EXERCISE GOAL:
Should an entry contain an image, omit it and repeat the rest exactly.

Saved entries

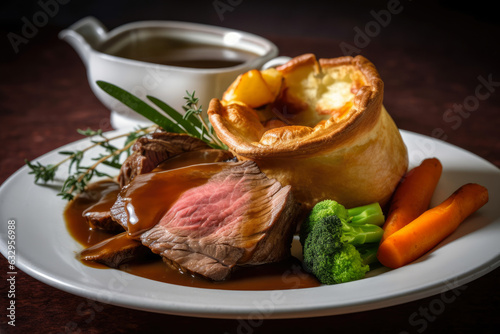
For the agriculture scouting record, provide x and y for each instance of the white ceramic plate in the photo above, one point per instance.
(45, 250)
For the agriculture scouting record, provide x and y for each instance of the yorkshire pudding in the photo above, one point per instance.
(318, 126)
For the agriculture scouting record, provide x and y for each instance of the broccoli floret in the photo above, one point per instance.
(338, 250)
(368, 214)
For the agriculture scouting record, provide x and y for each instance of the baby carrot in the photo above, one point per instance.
(431, 227)
(413, 195)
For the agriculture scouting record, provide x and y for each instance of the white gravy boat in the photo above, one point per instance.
(130, 57)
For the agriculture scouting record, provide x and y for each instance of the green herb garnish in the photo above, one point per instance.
(79, 176)
(191, 123)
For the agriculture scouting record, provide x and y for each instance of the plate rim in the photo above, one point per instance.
(187, 309)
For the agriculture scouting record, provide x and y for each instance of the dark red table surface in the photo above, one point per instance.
(432, 59)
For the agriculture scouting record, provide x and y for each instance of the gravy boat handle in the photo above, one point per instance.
(84, 36)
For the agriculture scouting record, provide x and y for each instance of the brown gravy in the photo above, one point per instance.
(153, 47)
(285, 275)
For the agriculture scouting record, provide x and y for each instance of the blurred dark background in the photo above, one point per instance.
(430, 23)
(430, 55)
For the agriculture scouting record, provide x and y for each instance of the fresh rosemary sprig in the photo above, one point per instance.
(191, 123)
(79, 176)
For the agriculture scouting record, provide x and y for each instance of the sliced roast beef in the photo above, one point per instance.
(115, 251)
(151, 149)
(207, 219)
(98, 198)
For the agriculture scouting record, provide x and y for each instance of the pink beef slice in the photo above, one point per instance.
(239, 217)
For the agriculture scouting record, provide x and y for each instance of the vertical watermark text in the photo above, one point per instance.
(11, 272)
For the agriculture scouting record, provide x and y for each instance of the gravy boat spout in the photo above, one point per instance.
(84, 36)
(163, 59)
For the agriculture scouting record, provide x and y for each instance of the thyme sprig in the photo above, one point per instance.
(80, 176)
(192, 122)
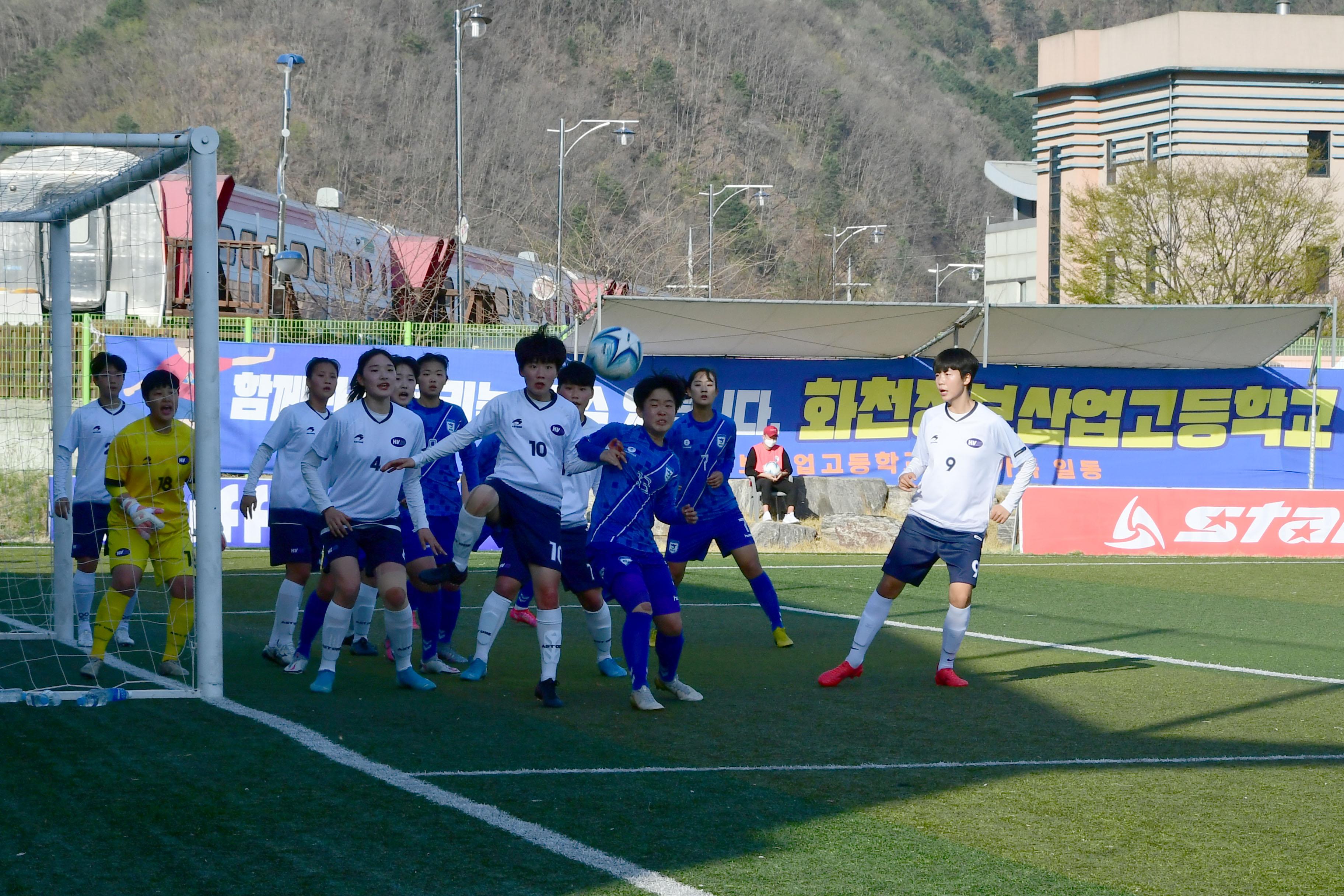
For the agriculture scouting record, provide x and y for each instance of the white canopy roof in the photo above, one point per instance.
(1144, 336)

RESPONSE FOR THIS EXERCISE:
For the agriculture scouting record, provide x and y for each instance of the white ceramic plate in the photo above, one point per instance.
(45, 250)
For the agriculture scouting record, provide x and y for each instance of the yorkshire pudding in the photo above, one point per instance.
(318, 126)
For the agriculture scouting record, provide x and y for each instance of the broccoli floret in the photo above, one point per instance.
(338, 250)
(368, 214)
For the agriculture scouting record, provide x and y for each instance of the baby carrot in the photo above, one point per instance.
(431, 227)
(413, 195)
For the agriculture scouting record, provide x and y for each instance of the white gravy boat in the photo above, one point per instance.
(130, 57)
For the agriculture scouting record, provide x and y for each instance of the green herb garnish in the photo above, one point per instance.
(79, 176)
(191, 123)
For the agriculture scouting record, provide x and y for each instance of the plate rim in the photo above, one point per instance.
(187, 309)
For the agriculture scouting record, provide x and y for each instance of the dark red table surface in the photo above, one point per instance.
(432, 59)
For the agriculture scouting record, provide x and y for each instance of the gravy boat handle in the photo above, one point per instance.
(84, 36)
For the agriculture scouting record, provide x and y for each instance of the brown gravy in the photo above, one point per instance.
(153, 47)
(285, 275)
For the agriculture scouting record, provide x and y for each instance of the blurred dark background in the photo above, one point per instance.
(430, 23)
(430, 55)
For the agriculture scouting record, provide x and y for each instance of the fresh rosemary sprig in the photo above, one point per instance.
(191, 123)
(79, 176)
For the agriculture scouting record, provide x and y for each instance of the sliced roast beef in the photo above, one point per instance.
(115, 251)
(151, 149)
(207, 219)
(98, 198)
For the agriculture scouting record, provide x and y for each instance of the pink beef slice in the photo above, one point per instance.
(239, 217)
For the agriculture scouting record, provide x and y for each instance of the vertical watermark text in the photo above, one point per instance.
(11, 272)
For the agriculture scouting record, provide x and y for each instance of the gravy boat spout in the photo above, one point per instance.
(84, 36)
(163, 59)
For the agriculture scouting record, provide x and y for each instance of the thyme sprig in the photo above, one point per instance.
(80, 176)
(192, 122)
For the agriculture scouting record, provide x and y for each instance of the white canopy roof in the photo above, one point per instance.
(1144, 336)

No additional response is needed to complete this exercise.